Directions for this task: The entries should be given again in full. Alter nothing.
==== Supplied records
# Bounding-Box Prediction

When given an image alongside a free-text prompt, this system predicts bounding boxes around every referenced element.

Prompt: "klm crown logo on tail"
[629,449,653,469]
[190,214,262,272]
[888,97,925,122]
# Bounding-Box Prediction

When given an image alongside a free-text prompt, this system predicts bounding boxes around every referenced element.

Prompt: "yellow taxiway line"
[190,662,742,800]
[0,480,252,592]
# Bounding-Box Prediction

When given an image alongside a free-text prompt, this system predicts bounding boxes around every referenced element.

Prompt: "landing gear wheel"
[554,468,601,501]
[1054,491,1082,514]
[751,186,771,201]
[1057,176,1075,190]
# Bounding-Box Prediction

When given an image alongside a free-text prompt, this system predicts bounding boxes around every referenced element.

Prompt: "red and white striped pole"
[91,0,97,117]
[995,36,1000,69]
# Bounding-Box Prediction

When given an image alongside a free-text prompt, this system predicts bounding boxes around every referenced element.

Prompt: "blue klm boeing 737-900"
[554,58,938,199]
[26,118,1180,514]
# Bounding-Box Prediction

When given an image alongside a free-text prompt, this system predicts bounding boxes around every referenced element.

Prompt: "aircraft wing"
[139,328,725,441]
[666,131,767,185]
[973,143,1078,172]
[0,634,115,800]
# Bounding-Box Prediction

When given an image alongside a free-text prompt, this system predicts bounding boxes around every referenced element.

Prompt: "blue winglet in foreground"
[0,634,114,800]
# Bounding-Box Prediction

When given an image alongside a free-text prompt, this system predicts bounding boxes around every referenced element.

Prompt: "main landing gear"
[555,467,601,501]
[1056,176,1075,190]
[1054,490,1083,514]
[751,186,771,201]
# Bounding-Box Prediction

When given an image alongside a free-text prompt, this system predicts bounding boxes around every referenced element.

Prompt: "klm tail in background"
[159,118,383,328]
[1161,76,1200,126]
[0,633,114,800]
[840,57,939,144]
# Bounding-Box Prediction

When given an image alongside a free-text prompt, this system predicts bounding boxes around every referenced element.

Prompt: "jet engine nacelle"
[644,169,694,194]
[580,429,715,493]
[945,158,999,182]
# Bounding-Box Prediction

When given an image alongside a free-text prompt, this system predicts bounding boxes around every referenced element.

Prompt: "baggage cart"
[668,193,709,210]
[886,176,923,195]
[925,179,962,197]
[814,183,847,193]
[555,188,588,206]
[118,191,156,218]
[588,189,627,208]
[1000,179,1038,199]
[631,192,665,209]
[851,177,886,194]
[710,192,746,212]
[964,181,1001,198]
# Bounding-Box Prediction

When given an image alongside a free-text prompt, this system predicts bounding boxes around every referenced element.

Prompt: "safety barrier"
========
Task result:
# Bounding-Box Prediction

When given an image alongside a free-text prompt, this system predicts bounding boxes around every referenced element.

Prompt: "klm crown logo on tail"
[629,449,653,469]
[190,214,262,272]
[888,97,925,122]
# Bounding-Box Prediction

When given an image alongside a free-text prompt, this system predicts bounding boxes around every referenced element.

Prompt: "yellow taxiway line"
[190,662,742,800]
[0,480,252,592]
# Bounding-Box Prediction

When given an image alongside a free-text prompt, this system predicts bounding boxes around every referenced element.

Prompt: "landing gear wheel"
[554,468,601,501]
[1054,491,1082,514]
[751,186,771,201]
[1057,176,1075,190]
# Bounding-Box Prediction

When given an image alongside a free-text prompt, this system predicts bounding boxes around every referenced element.

Prompt: "red and white striped pole"
[91,0,97,117]
[995,36,1000,69]
# Bounding-Box Prediction

When given an image alongside a free-text prompt, this system predicts bounding boxes around every referenced element.

Prompt: "blue klm boeing 737-900"
[554,58,938,199]
[26,118,1180,514]
# Bounding-Box Prediction

When given an image alongside a free-text prompt, this system predicts bounding boxes around every referenced element.

Prompt: "aircraft wing"
[139,328,725,441]
[666,131,767,185]
[973,143,1078,172]
[0,634,115,800]
# Bounding-Box Prediction

When given an image alongside a free-text prompt, this system predicts bounding boxes around every referenced element.

Prompt: "blue winglet in foreground"
[0,634,114,800]
# Bounding-Box Prediction

When given an image alongside a free-text prompt, this system predicts bounding boxes around every referenced element.

Prompt: "main landing gear"
[555,467,601,501]
[1056,176,1075,190]
[1054,490,1083,514]
[751,186,771,201]
# Bounding-Box Prediction

When given an image alongside a free-text prompt, this system predicts bounding boxes around every referenced element.

Prompt: "klm tail in background"
[159,118,383,328]
[1161,76,1200,126]
[0,633,114,800]
[840,57,939,144]
# Bounding-Box Prediction

When given an image alongside a free-text prompt, this system predicts bounding boxes around every referenced element.

Prompt: "jet engine nacelle"
[644,169,694,194]
[580,429,715,493]
[945,158,999,182]
# Bounding-Box Prediction

When given an image alongside a free-text prompt, this system predicts bounding boxes around every referenced element.

Prompt: "baggage cart"
[668,193,709,210]
[886,176,923,195]
[925,179,962,197]
[814,183,847,193]
[555,188,588,206]
[118,191,156,218]
[588,189,627,208]
[1000,179,1038,199]
[631,192,665,209]
[851,177,886,194]
[710,192,746,212]
[964,181,1001,198]
# Bounding-Box Prediction

When given an image alongside a free-text prompt, this system predicts bounding boxes around every referenced element.

Prompt: "safety barrier"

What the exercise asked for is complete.